**Short problem:**
Copy the passage of the thread about the `absorb` option for `lmitt()` that starts at "jwasserman2 commented 2" and ends at "implemented post-model fitting.".

**Text section:**
════════

`absorb` option for `lmitt()`

benthestatistician commented 2 years ago

When calculating direct adjustment estimates we need a mechanism to "absorb" stratum indicator variables into the independent variables. That is, after recovering the treatment variable and any requested interactions of it and then aligning them with the lmitt() data argument, rather than using them in an outcome regression regress independent variables on stratum indicators, storing the residuals of this regression. Report regression of outcomes on these residuals, rather than on the treatment or treatment and interaction variables themselves. (Aka "within" fixed effects, per Cameron and Miller 2015, or areg, per Stata.)

benthestatistician commented 2 years ago

At today's meeting (9/22) we settled on adding an absorb= option to the lmitt() call in order to support this. Another option occurred to me later that we didn't discuss in the meeting: define a function absorb() that operates on a design objects in much the same way as ett()/ate() do, except returning placeholder weights with the WeightedDesign. The WeightedDesign structure would be enhanced to carry the information that it had been invoked in this way, so that later functions could appropriately absorb the fixed effects. E.g., adopters() would look for this, forming an appropriately residualized treatment vector as needed.

This scheme would have an advantage of consistency within the UI: just as with ate(), the user's instructions about how estimation and inference procedures should recognize the design are passed through the weights= argument. It has the disadvantages of giving the false impression that adoption is being implemented through the weights, that it would be a misleading no-op when passed to an lm() call rather than a lmitt() call; and that it wouldn't quite suffice to make adopters() aware of these instructions, since treatment interactions would also need to be residualized. Given these disadvantages, my preference stays with absorb as lmitt() argument.

jwasserman2 commented 2 years ago

Instituting an absorb argument within lmitt seems to me to be an efficient way of handling this since lmitt is provided all the information necessary to stratum-difference every column of interest at once. The stratum information can be pulled from the provided Design object and the variables given in the formula can be pulled from the data argument. We could stratum-difference here and substitute it as the data argument for the ensuing lm call. In the case that a user calls lmitt on a fitted lm object with absorb = TRUE, it could throw a warning mentioning that stratum-differencing could not be implemented post-model fitting.

════════

**Information supplied:**
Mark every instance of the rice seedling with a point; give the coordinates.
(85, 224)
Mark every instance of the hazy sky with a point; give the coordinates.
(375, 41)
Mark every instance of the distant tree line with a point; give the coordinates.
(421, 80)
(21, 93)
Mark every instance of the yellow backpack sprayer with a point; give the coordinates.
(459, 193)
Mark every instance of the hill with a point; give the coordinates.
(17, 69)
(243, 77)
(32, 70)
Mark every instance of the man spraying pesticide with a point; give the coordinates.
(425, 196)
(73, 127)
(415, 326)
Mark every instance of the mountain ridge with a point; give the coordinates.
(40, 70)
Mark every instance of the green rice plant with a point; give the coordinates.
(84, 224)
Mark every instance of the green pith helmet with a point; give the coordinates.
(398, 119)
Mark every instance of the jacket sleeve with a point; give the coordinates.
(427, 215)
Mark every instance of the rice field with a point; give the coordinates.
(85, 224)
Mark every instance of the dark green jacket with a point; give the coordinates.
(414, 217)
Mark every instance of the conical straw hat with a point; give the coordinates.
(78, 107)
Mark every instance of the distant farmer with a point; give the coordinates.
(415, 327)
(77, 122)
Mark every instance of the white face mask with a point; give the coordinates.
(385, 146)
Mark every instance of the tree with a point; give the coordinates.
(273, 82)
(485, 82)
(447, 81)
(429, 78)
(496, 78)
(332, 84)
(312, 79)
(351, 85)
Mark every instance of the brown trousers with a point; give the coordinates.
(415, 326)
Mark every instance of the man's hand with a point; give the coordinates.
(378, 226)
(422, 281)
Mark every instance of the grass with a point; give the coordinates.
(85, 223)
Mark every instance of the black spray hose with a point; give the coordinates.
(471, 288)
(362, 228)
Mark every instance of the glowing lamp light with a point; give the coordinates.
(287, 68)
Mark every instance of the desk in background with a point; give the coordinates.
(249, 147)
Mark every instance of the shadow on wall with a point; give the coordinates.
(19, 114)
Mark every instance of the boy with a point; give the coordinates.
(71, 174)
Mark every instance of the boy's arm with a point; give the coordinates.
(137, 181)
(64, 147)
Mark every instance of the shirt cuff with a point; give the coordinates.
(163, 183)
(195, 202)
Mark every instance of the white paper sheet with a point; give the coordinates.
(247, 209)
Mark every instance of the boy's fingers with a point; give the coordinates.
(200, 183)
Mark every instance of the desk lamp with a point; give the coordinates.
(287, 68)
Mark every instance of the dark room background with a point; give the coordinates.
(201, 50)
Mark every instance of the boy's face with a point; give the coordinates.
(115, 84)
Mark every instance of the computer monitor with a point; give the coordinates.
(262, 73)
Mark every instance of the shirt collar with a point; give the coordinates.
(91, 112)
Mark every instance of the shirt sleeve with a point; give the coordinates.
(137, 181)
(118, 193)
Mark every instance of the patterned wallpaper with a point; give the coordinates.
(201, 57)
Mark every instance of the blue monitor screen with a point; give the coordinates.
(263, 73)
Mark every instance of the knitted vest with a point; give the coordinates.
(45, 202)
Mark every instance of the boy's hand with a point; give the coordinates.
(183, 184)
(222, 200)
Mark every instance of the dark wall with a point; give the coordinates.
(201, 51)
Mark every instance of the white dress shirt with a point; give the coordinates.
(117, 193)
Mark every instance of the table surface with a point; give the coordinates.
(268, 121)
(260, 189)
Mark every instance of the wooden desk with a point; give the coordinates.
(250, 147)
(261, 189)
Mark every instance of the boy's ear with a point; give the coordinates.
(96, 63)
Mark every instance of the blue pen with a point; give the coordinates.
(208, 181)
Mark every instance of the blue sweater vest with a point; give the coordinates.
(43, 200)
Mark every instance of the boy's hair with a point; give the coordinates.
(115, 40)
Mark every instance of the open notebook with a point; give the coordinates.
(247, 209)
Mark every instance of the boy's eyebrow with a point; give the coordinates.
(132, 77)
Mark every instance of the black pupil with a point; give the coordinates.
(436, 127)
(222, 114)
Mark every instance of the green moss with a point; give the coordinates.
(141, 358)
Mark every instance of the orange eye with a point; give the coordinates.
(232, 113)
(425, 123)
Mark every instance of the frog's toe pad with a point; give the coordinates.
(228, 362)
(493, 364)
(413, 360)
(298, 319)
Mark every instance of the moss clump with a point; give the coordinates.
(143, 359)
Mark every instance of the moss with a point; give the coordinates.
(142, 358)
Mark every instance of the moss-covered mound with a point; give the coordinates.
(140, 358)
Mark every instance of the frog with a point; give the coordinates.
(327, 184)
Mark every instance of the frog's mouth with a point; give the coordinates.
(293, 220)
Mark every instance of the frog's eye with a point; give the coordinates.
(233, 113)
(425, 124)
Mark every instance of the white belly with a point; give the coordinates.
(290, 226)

════════

**Result of the task:**
jwasserman2 commented 2 years ago

Instituting an absorb argument within lmitt seems to me to be an efficient way of handling this since lmitt is provided all the information necessary to stratum-difference every column of interest at once. The stratum information can be pulled from the provided Design object and the variables given in the formula can be pulled from the data argument. We could stratum-difference here and substitute it as the data argument for the ensuing lm call. In the case that a user calls lmitt on a fitted lm object with absorb = TRUE, it could throw a warning mentioning that stratum-differencing could not be implemented post-model fitting.